● Requirement
Could you convert the items below into a JSON list of strings, one per line, skipping blank lines and leaving the pictures out?

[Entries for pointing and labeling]
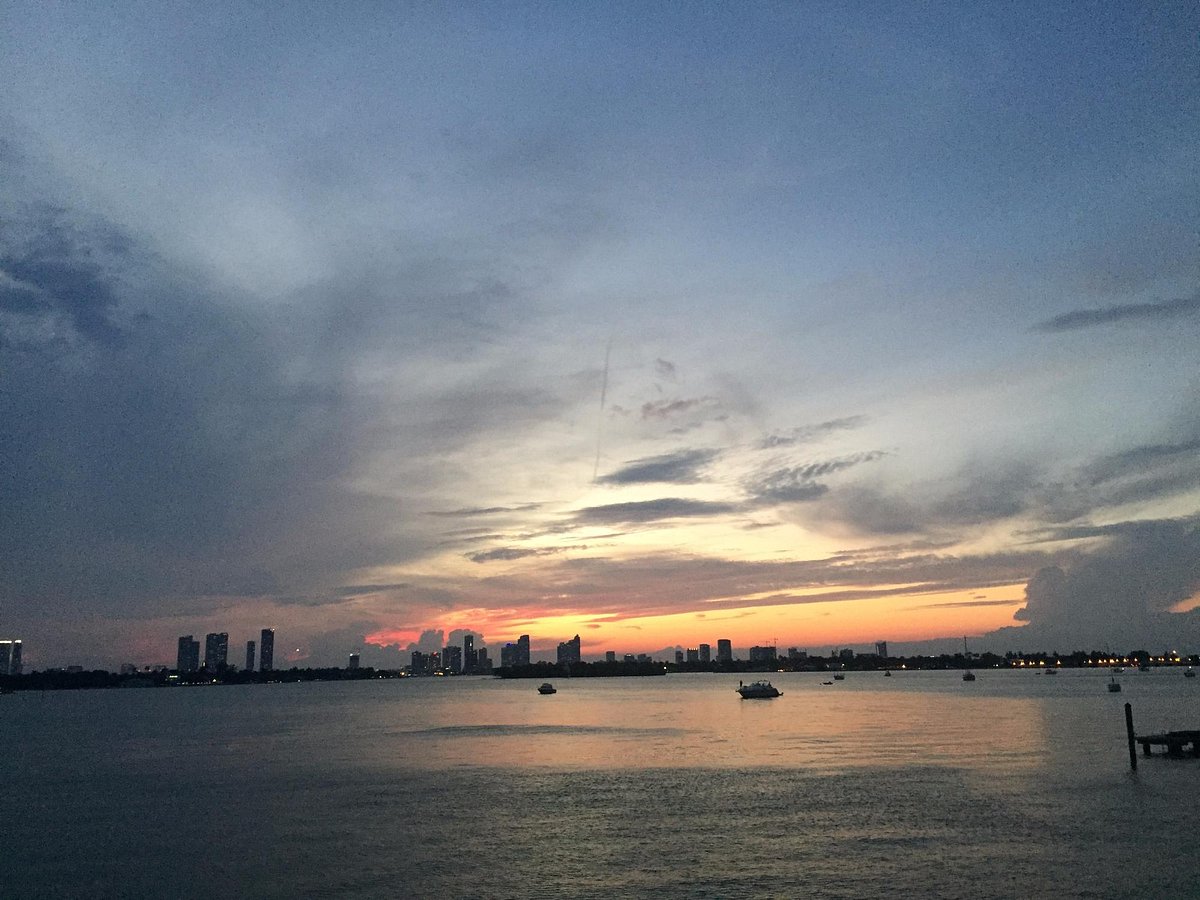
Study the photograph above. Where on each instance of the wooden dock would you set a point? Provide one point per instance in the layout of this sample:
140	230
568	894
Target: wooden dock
1174	741
1177	743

● Output below
[
  "Study the photograph above. Where on each instance of the wooden dock would you set a point? Provide one point per instance in the layout of this sample:",
  "140\t230",
  "568\t894",
  "Target: wooden dock",
  "1174\t741",
  "1177\t743"
]